▸ What to work on
Your task is to filter the data below down to the lines holding "cushion".

[Dataset excerpts]
______________________________
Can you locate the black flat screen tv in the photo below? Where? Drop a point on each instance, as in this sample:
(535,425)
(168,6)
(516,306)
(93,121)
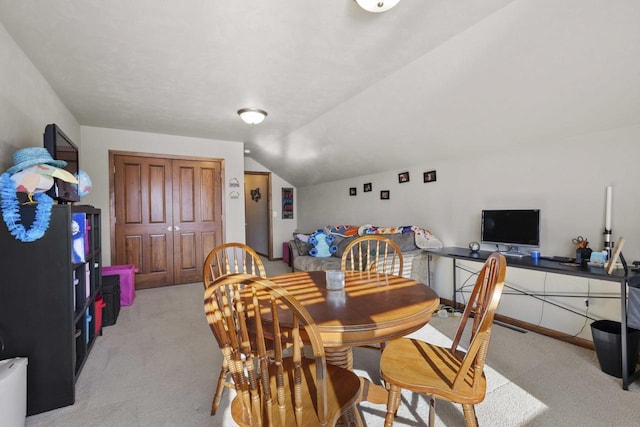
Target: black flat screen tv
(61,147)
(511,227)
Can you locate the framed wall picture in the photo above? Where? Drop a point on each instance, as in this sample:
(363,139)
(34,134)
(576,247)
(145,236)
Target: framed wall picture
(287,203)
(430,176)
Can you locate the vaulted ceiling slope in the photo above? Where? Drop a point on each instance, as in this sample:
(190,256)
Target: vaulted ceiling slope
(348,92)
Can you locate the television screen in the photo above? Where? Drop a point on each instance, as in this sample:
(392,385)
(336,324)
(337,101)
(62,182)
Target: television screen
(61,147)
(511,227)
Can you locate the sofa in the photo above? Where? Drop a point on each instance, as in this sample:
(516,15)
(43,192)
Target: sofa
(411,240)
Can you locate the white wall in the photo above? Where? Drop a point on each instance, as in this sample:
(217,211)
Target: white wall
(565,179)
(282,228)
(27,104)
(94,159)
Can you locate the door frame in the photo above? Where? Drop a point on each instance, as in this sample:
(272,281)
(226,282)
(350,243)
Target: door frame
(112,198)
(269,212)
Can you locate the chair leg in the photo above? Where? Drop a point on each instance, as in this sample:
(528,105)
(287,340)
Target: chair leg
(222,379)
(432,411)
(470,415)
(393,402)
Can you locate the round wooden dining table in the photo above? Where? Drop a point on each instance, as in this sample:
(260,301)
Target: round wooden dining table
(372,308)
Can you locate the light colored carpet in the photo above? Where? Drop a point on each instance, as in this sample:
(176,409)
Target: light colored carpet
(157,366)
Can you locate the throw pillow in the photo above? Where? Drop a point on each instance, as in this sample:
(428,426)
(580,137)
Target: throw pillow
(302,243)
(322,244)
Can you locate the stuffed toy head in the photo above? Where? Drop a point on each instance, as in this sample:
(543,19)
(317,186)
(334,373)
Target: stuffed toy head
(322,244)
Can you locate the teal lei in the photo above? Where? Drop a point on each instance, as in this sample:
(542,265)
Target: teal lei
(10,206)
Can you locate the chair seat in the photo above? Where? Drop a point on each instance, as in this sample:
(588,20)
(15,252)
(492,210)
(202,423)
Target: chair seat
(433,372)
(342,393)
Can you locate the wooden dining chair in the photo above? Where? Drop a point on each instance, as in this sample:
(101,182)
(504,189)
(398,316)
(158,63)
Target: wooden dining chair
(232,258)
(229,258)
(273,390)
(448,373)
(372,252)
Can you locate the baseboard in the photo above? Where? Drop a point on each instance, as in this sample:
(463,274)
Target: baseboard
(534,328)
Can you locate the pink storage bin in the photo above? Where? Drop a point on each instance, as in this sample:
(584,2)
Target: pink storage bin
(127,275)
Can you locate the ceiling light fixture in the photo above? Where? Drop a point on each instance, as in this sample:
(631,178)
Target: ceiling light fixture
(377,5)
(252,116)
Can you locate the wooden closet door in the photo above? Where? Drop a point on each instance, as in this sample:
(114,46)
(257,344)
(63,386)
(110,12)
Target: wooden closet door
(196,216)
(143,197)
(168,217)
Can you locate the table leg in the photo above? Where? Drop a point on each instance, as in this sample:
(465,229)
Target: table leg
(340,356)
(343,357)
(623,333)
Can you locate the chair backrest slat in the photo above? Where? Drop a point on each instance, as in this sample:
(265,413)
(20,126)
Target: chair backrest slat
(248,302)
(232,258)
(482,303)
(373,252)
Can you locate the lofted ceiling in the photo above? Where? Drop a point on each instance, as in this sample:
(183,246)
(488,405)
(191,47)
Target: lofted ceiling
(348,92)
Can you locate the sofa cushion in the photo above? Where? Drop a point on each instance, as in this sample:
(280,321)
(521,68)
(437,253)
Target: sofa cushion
______________________________
▸ Task response
Can you locate the sofa cushion in the photo above? Where? Drop a point on each instance, as in this sample:
Target: sofa cushion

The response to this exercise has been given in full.